TASK PROMPT →
Carry the travel update on Australia and Asia forward from the point where it stops.

PASSAGE →
________________

An Update from the Road – from Australia to Asia

Wildlife spotting in Sabah on an Orion Expedition, testing out Relais and Chateaux’s luxury lodges in New Zealand, exploring Bangkok’s off the beaten track floating markets, trundling through Northern Thailand on Orient Express’ sumptuous Eastern & Oriental train, hiking to hill tribe villages in Sapa, cruising Halong Bay, and eating our way around Hanoi, are just some of the things keeping Terence and I busy since I last updated you six months ago. Here’s an update from the road to catch you up on what we’ve been up to…

After leaving Australia, where we’d been working on stories while waiting for mum to have some surgery, we had a hectic four months that took us to Malaysia for four weeks – to Sabah on the Orion II, then to Kuala Lumpur and Selangor – back down via Sydney to New Zealand for 8 days, Bangkok for a month or so, Phnom Penh for another month, and back to Bangkok to do the weeklong Orient Express trip through Thailand – for both print stories as much as social media projects.

________________

DATA BELOW →

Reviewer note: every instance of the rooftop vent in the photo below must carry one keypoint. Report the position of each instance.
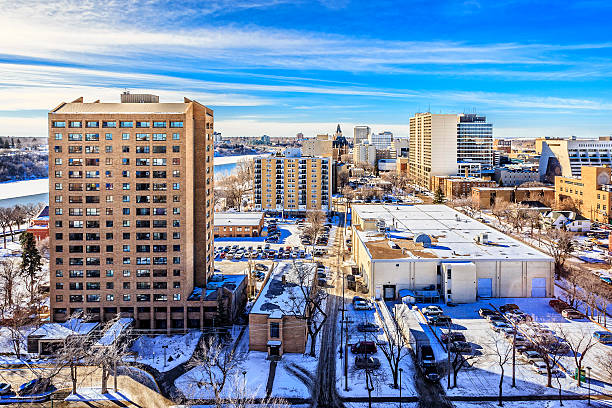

________________

OUTPUT BELOW →
At the start of October we rented an apartment in Phnom Penh, which we’d decided to make our new Asian base – a move that coincided with me taking on an Editor-at-Large job at Asia’s Bangkok-based Lifestyle+Travel. I was tasked by one of the owners to ‘spice up’ the magazine, raise writing standards, and provide creation direction and advice. He wanted me to bring my travel experience to the publication to make it more global in outlook and less focused on Asia and Thailand. I was also given the task of editing and additional stories to contribute.

It was exciting for a week or two – until I quickly realised it had taken over my life. It was a role that was meant to be a part-time gig for a bi-monthly magazine, so in fact it should have been a quarter-time job. Except it wasn’t. For a whole swathe of reasons the work ended up taking up almost every waking moment during the month of October. Pathetically, I even spent my birthday working. When I emerged from the Phnom Penh apartment at the end of that month, all I wanted to do was hit the road again.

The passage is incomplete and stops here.